### Document ###
Tag Archives: skimmer

Dragon in Exile – Chapter 24


In which there are meetings and partings.

I’m still inclined to the idea that Tolly is the specialist Jeeves is sending with Tocohl. Conversely, this implies that Jeeves is the colleague who encouraged Tolly to settle on Surebleak, which raises the interesting question of what enterprise they might have been colleagues in.

I haven’t the faintest idea what High Judge Falish Meron (whose name is given here for the first time) might want with Val Con. Based on past performance, this probably means I haven’t been paying attention and it will be obvious as soon as it’s said.

Smealy’s meeting with Miri is sure to go badly for somebody, but I’m not confident in guessing who. Miri might send him out with his tail between his legs, the way Val Con did, but he’ll be more inclined to fight back this time, because he needs a success to show his colleagues. He might be tempted to do something foolish because Miri is small and female, in which case he’d be making a mistake in underestimating Miri – not just because she’s ex-merc and Korval, but because she grew up on Surebleak, and was pretty tough already before she was either of those other things. I suspect the Syndicate Bosses are similarly underestimating Surebleak’s population in thinking the campaign of examples will make them roll over.

This House

In which Mil Ton Intassi tells a story, and it has an effect.
### Supplied information ###
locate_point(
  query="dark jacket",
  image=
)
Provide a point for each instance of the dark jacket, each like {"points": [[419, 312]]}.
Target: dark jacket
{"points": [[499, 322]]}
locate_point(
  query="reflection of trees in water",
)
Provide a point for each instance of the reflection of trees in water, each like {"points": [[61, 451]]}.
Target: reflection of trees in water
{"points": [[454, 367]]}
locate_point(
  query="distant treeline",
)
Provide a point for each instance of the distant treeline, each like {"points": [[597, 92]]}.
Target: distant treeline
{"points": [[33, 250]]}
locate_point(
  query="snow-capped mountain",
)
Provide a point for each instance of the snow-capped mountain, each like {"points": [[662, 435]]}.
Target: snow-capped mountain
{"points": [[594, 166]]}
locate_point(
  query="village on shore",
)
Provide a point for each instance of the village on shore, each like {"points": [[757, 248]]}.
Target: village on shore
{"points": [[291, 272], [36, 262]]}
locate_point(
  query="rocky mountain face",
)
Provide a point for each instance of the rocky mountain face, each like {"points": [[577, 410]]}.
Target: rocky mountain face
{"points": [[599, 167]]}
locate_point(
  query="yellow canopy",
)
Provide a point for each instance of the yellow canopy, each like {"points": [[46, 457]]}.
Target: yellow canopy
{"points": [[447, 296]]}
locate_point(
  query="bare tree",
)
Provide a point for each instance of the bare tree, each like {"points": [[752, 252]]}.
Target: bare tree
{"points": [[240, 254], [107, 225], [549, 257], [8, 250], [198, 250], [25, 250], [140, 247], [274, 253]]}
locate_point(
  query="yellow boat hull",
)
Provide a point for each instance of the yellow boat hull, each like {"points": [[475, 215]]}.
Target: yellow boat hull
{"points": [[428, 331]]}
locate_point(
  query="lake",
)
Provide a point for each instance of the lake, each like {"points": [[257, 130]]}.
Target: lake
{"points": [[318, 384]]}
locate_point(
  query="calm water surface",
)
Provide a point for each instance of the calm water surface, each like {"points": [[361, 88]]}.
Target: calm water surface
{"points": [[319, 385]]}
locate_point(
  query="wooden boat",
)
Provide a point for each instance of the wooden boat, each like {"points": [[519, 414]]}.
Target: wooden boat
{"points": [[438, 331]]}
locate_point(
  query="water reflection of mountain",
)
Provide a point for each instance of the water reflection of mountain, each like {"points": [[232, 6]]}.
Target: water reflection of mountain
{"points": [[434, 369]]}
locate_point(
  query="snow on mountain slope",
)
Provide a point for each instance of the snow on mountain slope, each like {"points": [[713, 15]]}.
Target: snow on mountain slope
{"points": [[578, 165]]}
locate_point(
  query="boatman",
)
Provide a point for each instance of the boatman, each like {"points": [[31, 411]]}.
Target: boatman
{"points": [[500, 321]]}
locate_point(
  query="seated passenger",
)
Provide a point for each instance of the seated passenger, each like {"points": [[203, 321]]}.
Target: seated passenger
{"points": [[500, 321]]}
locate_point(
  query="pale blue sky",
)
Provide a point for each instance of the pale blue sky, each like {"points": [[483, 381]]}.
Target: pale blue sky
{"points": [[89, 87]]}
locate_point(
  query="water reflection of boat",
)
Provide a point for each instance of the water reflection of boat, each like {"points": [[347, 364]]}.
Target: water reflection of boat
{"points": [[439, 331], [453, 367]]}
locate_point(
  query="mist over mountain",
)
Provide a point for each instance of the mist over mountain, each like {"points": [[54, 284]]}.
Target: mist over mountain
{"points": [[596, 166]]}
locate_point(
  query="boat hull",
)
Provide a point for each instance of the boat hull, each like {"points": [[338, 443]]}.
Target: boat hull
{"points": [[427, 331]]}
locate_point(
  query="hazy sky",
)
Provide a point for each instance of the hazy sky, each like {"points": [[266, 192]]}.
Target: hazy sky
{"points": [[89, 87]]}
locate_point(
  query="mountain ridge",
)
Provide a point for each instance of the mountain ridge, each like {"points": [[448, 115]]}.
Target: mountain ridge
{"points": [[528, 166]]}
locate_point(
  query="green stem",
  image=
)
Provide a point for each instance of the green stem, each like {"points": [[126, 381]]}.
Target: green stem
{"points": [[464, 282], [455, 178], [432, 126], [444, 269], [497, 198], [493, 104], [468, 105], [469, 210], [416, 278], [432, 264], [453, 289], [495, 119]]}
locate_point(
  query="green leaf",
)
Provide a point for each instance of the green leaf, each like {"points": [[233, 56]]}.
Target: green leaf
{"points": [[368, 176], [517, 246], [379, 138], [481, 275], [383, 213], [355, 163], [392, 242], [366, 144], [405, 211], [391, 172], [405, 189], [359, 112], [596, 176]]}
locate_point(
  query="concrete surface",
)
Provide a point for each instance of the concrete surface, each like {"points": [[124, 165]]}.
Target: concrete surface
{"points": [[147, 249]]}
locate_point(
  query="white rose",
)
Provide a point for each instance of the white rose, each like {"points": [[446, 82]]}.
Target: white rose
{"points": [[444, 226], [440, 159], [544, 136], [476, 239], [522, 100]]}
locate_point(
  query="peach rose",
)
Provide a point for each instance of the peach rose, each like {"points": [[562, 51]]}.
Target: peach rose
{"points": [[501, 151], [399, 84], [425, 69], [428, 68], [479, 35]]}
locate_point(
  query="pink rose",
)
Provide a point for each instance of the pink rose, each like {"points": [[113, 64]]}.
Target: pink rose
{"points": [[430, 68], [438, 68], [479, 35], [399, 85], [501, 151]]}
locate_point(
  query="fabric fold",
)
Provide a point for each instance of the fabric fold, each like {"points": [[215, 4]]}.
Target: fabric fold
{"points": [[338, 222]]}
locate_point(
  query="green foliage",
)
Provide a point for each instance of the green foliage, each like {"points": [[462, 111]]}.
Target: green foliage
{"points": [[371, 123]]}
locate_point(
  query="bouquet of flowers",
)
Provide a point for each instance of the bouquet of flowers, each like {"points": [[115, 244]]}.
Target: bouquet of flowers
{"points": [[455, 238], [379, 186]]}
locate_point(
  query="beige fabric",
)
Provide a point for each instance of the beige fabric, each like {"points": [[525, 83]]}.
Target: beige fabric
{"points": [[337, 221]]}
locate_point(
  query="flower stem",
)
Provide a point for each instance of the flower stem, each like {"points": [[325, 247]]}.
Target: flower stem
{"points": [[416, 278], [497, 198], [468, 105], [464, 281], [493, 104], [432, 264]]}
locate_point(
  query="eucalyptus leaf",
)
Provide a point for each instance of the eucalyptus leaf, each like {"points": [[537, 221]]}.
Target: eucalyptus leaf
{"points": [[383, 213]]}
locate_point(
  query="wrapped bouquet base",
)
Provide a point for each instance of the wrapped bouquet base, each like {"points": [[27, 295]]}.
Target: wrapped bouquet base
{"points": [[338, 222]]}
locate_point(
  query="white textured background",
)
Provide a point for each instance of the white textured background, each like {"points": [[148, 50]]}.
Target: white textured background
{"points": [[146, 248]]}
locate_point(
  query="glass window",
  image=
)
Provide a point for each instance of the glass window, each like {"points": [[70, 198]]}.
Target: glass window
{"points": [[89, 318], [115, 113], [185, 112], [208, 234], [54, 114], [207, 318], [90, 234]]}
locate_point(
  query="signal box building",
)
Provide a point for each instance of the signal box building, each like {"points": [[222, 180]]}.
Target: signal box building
###
- [Brief] Summarize the commentary on Dragon in Exile, Chapter 24, in two sentences. Rely on the commentary alone, not the data.

- [Response below] The commentator still suspects that Tolly is the specialist Jeeves is sending with Tocohl, which would make Jeeves the colleague who encouraged Tolly to settle on Surebleak, and has no idea what High Judge Falish Meron wants with Val Con. Smealy's meeting with Miri is expected to go badly for someone, since he needs a success to show his colleagues and may underestimate Miri, who is ex-merc and Korval and was already tough from growing up on Surebleak.